### TO BE DONE
Rewrite all of the data below, replacing each "separate parts" with "disjoint pieces" and leaving everything else unchanged.

### EXERCISE MATERIALS
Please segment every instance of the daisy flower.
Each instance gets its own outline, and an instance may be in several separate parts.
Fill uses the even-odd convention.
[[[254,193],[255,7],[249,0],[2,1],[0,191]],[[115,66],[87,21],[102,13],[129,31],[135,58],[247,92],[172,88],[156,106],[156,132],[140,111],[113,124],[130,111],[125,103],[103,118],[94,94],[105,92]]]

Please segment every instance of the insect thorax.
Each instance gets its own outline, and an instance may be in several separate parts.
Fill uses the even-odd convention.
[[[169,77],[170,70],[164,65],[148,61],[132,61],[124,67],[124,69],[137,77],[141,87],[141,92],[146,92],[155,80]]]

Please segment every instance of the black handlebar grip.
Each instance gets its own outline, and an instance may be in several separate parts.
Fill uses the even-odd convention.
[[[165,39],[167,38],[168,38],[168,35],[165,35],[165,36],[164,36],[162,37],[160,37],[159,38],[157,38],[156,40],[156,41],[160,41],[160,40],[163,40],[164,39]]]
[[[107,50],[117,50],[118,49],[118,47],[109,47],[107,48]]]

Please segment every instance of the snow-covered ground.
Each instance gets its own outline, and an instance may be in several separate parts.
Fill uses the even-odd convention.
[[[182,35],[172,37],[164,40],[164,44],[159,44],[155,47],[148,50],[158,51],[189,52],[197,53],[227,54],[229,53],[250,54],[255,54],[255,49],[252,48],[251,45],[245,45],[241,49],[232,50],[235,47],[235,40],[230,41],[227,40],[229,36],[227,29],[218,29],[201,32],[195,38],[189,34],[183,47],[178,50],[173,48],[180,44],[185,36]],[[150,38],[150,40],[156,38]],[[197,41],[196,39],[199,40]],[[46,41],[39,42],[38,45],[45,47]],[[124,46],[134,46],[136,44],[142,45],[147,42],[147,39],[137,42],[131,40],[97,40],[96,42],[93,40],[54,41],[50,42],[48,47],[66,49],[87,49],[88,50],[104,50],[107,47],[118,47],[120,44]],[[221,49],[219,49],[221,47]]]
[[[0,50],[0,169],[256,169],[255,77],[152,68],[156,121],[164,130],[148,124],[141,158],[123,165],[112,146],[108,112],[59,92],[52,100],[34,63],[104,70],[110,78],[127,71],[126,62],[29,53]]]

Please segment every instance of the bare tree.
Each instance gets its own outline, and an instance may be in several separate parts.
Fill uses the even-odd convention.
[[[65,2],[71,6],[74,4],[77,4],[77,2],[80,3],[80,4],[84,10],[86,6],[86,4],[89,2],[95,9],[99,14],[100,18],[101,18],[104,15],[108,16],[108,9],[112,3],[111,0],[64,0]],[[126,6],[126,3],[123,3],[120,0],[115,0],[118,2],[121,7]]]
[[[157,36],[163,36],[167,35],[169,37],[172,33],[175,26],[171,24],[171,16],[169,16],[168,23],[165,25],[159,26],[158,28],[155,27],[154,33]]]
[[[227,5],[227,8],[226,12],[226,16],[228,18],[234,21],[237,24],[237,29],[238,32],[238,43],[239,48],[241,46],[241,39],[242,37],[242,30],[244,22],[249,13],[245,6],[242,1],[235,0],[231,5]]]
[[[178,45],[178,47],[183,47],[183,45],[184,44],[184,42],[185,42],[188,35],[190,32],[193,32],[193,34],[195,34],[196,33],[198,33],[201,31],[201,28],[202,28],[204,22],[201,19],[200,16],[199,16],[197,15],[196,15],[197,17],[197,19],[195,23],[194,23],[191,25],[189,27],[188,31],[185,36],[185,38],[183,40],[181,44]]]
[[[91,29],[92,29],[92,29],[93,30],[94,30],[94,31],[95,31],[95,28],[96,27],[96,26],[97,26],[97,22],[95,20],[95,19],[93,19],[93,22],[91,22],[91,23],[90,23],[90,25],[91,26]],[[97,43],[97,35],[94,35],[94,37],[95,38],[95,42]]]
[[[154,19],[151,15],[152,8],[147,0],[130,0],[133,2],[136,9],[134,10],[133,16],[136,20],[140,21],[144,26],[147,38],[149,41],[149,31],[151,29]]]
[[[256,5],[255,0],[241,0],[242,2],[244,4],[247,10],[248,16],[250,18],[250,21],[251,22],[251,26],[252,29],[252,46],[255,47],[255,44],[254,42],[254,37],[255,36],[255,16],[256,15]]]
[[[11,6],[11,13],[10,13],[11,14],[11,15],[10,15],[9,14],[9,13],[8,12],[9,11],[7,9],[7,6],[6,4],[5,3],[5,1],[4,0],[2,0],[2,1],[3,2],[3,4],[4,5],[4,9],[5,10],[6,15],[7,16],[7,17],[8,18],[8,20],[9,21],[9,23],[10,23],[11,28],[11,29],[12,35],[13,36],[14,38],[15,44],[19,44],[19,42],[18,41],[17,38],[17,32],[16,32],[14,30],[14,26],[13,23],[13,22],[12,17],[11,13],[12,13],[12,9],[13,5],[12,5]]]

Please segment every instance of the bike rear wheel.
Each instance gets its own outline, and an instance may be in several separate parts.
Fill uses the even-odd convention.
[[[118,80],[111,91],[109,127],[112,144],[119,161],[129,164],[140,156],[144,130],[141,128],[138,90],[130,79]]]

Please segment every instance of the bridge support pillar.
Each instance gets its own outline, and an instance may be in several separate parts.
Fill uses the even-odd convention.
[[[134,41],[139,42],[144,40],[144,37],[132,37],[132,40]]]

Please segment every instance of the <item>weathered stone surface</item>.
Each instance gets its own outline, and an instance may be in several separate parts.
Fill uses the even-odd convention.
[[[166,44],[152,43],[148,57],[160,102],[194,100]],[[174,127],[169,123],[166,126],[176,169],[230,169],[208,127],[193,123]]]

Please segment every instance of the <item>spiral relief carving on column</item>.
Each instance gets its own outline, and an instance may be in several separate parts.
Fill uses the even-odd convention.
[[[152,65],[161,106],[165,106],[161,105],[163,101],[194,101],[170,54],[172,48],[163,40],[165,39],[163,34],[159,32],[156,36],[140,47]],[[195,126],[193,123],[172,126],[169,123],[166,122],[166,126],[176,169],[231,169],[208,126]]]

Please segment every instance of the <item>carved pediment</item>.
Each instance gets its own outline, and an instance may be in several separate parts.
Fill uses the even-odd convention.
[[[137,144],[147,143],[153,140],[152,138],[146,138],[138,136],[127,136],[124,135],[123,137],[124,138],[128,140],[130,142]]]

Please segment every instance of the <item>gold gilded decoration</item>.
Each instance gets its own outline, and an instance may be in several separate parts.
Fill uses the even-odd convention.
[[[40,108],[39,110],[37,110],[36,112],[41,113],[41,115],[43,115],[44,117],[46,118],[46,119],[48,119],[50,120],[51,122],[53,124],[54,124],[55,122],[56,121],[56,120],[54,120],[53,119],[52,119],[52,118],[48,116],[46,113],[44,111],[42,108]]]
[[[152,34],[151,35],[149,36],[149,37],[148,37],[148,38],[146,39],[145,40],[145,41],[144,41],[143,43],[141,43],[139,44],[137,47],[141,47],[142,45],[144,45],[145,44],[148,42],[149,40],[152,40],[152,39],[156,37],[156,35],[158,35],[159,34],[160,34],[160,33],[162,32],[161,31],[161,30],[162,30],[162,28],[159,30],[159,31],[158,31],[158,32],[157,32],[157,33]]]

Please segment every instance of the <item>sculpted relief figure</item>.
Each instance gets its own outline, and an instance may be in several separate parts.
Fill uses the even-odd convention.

### EXERCISE RESPONSE
Please segment every instance of the daisy flower.
Each instance gets its own outline, and an instance may be in several disjoint pieces.
Fill uses the even-odd convention.
[[[254,193],[255,7],[249,0],[2,1],[0,191]],[[115,66],[87,21],[102,13],[129,31],[135,58],[247,92],[172,88],[156,106],[156,132],[140,111],[113,124],[130,111],[125,103],[103,118],[94,94],[105,92]]]

Please segment every instance of the insect thorax.
Each instance gets its own outline, and an instance may be in several disjoint pieces.
Fill uses the even-odd convention.
[[[169,77],[170,70],[164,65],[148,61],[132,61],[124,67],[124,69],[137,77],[141,87],[141,92],[146,92],[155,80]]]

Please segment every instance of the black handlebar grip.
Each instance gets its own outline, and an instance may be in several disjoint pieces.
Fill uses the even-odd convention.
[[[165,39],[167,38],[168,38],[168,35],[165,35],[165,36],[164,36],[162,37],[160,37],[159,38],[157,38],[156,40],[156,41],[160,41],[160,40],[163,40],[164,39]]]
[[[107,50],[117,50],[118,49],[118,47],[109,47],[107,48]]]

Please segment every instance of the snow-covered ground.
Each instance gets its own outline, and an instance may be in several disjoint pieces.
Fill uses the even-odd convention.
[[[182,35],[172,37],[164,40],[164,44],[159,44],[155,47],[148,50],[158,51],[189,52],[197,53],[227,54],[229,53],[250,54],[255,54],[255,49],[252,48],[251,45],[245,45],[241,49],[232,50],[235,47],[235,40],[230,41],[227,40],[229,36],[227,29],[218,29],[201,32],[195,38],[189,34],[183,47],[178,50],[173,48],[180,44],[185,36]],[[150,38],[150,40],[156,38]],[[197,41],[196,39],[199,40]],[[46,41],[39,42],[38,45],[45,47]],[[124,46],[134,46],[136,44],[142,45],[147,42],[147,39],[137,42],[131,40],[97,40],[96,42],[93,40],[54,41],[50,42],[48,47],[66,49],[87,49],[88,50],[104,50],[107,47],[118,47],[120,44]],[[221,49],[219,49],[221,47]]]
[[[0,50],[0,169],[256,169],[255,77],[152,68],[156,121],[164,130],[148,124],[141,158],[123,165],[112,146],[108,112],[59,92],[52,100],[34,63],[104,70],[110,78],[127,71],[126,62],[29,53]]]

Please segment every instance of the bare tree.
Each instance gets its own outline, and an instance may be in several disjoint pieces.
Fill uses the even-odd convention.
[[[65,2],[71,6],[74,4],[77,4],[77,2],[80,3],[80,4],[84,10],[86,6],[86,4],[89,2],[95,9],[99,14],[100,18],[101,18],[104,15],[108,16],[108,9],[112,3],[111,0],[64,0]],[[126,6],[126,3],[123,3],[120,0],[115,0],[118,2],[121,7]]]
[[[157,36],[163,36],[167,35],[169,37],[172,33],[175,26],[171,24],[171,16],[169,16],[168,23],[165,25],[159,26],[158,28],[155,27],[154,33]]]
[[[227,5],[227,8],[226,12],[226,16],[228,18],[234,21],[237,24],[237,29],[238,32],[238,43],[239,48],[241,46],[241,39],[242,37],[242,30],[244,22],[249,13],[245,6],[242,1],[235,0],[231,5]]]
[[[178,45],[178,47],[183,47],[183,45],[184,44],[184,42],[185,42],[188,35],[190,32],[193,32],[193,34],[195,34],[196,33],[198,33],[201,31],[201,28],[202,28],[204,22],[201,19],[200,16],[199,16],[197,15],[196,15],[197,17],[197,19],[195,23],[194,23],[191,25],[189,27],[188,31],[185,36],[185,38],[183,40],[181,44]]]
[[[91,29],[92,29],[92,29],[93,30],[94,30],[94,31],[95,31],[95,28],[96,27],[96,26],[97,26],[97,22],[95,20],[95,19],[93,19],[93,22],[91,22],[91,23],[90,23],[90,25],[91,26]],[[97,43],[97,35],[94,35],[94,37],[95,38],[95,42]]]
[[[154,19],[151,15],[152,8],[147,0],[130,0],[133,2],[136,9],[134,10],[133,16],[136,20],[140,21],[144,26],[147,38],[149,41],[149,31],[151,29]]]
[[[256,5],[255,0],[241,0],[242,2],[244,4],[247,10],[248,16],[250,18],[250,21],[251,22],[251,26],[252,29],[252,46],[255,47],[255,44],[254,42],[254,37],[255,36],[255,16],[256,15]]]
[[[11,6],[11,13],[10,13],[11,14],[11,15],[10,15],[9,14],[9,13],[8,12],[9,11],[7,9],[7,6],[6,4],[5,3],[5,1],[4,0],[2,0],[2,1],[3,2],[3,4],[4,5],[4,9],[5,10],[6,15],[7,16],[7,17],[8,18],[8,20],[9,21],[9,23],[10,23],[11,28],[11,29],[12,35],[13,36],[14,38],[15,44],[19,44],[19,42],[18,41],[17,38],[17,32],[16,32],[14,30],[14,26],[13,23],[13,22],[12,17],[11,13],[12,13],[12,9],[13,5],[12,5]]]

Please segment every instance of the bike rear wheel.
Each instance gets its own outline, and an instance may be in several disjoint pieces.
Fill uses the even-odd convention.
[[[118,80],[111,91],[109,127],[112,144],[119,161],[129,164],[140,156],[144,130],[141,128],[138,90],[130,79]]]

Please segment every instance of the bridge support pillar.
Each instance gets its own outline, and an instance may be in several disjoint pieces.
Fill uses the even-odd convention.
[[[134,41],[139,42],[144,40],[144,37],[132,37],[132,40]]]

Please segment every instance of the <item>weathered stone surface</item>.
Each instance gets its own outline, and an instance may be in several disjoint pieces.
Fill uses the even-odd convention.
[[[166,44],[152,43],[148,57],[160,102],[194,100]],[[174,127],[169,123],[166,126],[176,169],[230,169],[208,127],[193,123]]]

Please segment every instance of the <item>spiral relief carving on column</item>.
Each instance gets its own outline, and an instance may be in several disjoint pieces.
Fill uses the even-odd convention.
[[[152,65],[161,106],[165,106],[161,105],[163,101],[194,101],[170,54],[172,48],[163,40],[165,39],[163,34],[159,32],[156,36],[140,47]],[[195,126],[193,123],[172,126],[169,123],[166,122],[166,126],[176,169],[231,169],[208,126]]]

Please segment every instance of the <item>carved pediment</item>.
Each instance gets its own outline, and an instance may be in several disjoint pieces.
Fill uses the even-odd convention.
[[[137,144],[147,143],[153,140],[152,138],[146,138],[138,136],[127,136],[124,135],[123,137],[124,138],[128,140],[130,142]]]

Please segment every instance of the <item>gold gilded decoration</item>.
Each instance gets its own outline, and an instance may be in several disjoint pieces.
Fill uses the even-odd convention.
[[[40,108],[39,110],[37,110],[36,112],[41,113],[41,115],[43,115],[44,117],[46,118],[46,119],[48,119],[50,120],[51,122],[53,124],[54,124],[55,122],[56,121],[56,120],[54,120],[53,119],[52,119],[52,118],[48,116],[46,113],[44,111],[42,108]]]
[[[152,34],[151,35],[149,36],[149,37],[148,37],[148,38],[146,39],[145,40],[145,41],[144,41],[143,43],[141,43],[139,44],[137,47],[141,47],[142,45],[144,45],[145,44],[148,42],[149,40],[152,40],[152,39],[156,37],[156,35],[158,35],[159,34],[160,34],[160,33],[162,32],[161,31],[161,30],[162,30],[162,28],[159,30],[159,31],[158,31],[158,32],[157,32],[157,33]]]

Please segment every instance of the <item>sculpted relief figure</item>.
Each instance gets its own outline, and an instance may be in several disjoint pieces.
Fill uses the even-odd convention.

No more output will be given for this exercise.